WHAT TO WORK ON
- 1) Answer these questions using the passage about Kathleen, one line each, marked (a), (b), (c):
(a) How many pieces of hard evidence is Kathleen encouraged to come up with?
(b) How did Kathleen feel about her own parents?
(c) For how many years has she been giving away so much of herself?
- 2) Summarize the passage about Kathleen in two sentences.

TEXT EXCERPT
The mind will find evidence for this thought, too. I would encourage Kathleen to come up with at least three pieces of hard evidence to support the thought, “A good mother takes care of herself for her children.” After some consideration, she might come up with something like the following:
“If a mother doesn’t take care of her health, she’ll be too sick to care for her kids.”
“When a mother is not happy, it puts stress on her kids.”
“A good mother sets an example for her children, and shows them how to live a happy life.”
Or, my Southern favorite, “If Mama ain’t happy, ain’t nobody happy.” (A phrase often found embroidered on decorative pillows.)
Kathleen is doing the best she knows how for her children. She felt neglected and abandoned by her own parents, and so she is sacrificing everything for her children—her time, her desires, her wants, her dreams, her opinions, her true thoughts, her very happiness—in the hope of balancing the scales. But after 20 years of giving away so much of herself, she just feels bitter and empty. As the Taoists say, “Going far means returning.” When you take an idea to it’s extreme, you risk creating the opposite outcome.
What if, instead of giving herself away for her children, she thought of herself as valuable, as something to be cherished? What if, instead of sacrificing her own happiness for her children, she decided to be a bright and shining example for them?
This thought could be true for Kathleen, and then she might let herself dream a little bigger, which just might benefit her children after all.

MATERIAL PROVIDED
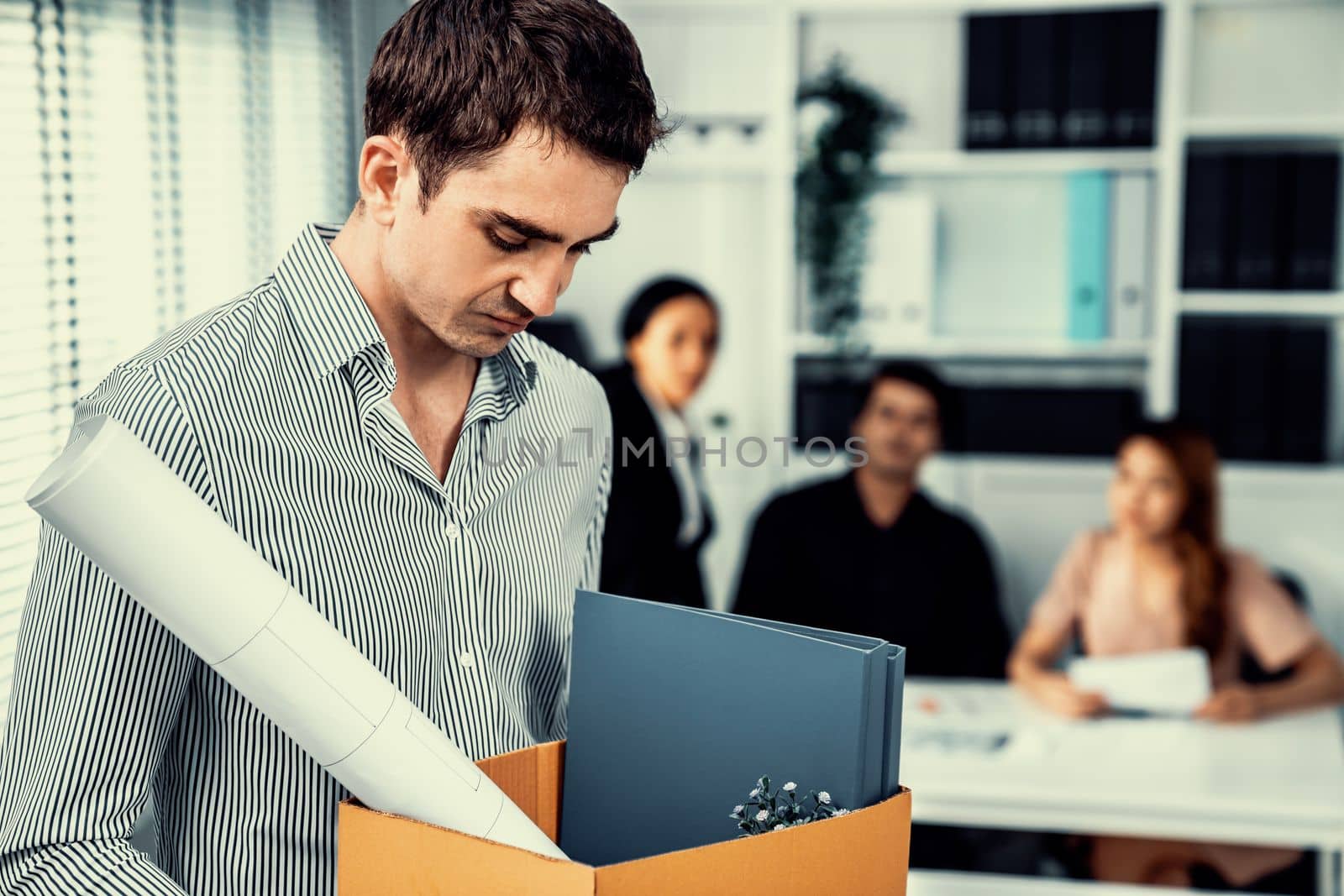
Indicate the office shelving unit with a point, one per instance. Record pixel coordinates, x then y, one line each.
780 43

OUTPUTS IN ORDER
- 1)
(a) At least three.
(b) She felt neglected and abandoned by them.
(c) 20 years.

- 2) Kathleen is encouraged to find at least three pieces of hard evidence for the thought that a good mother takes care of herself for her children, such as that a mother who is not happy puts stress on her kids. Having felt neglected and abandoned by her own parents, she has sacrificed everything for her children and after 20 years feels bitter and empty, so the passage proposes that she instead see herself as valuable and be a bright and shining example for them.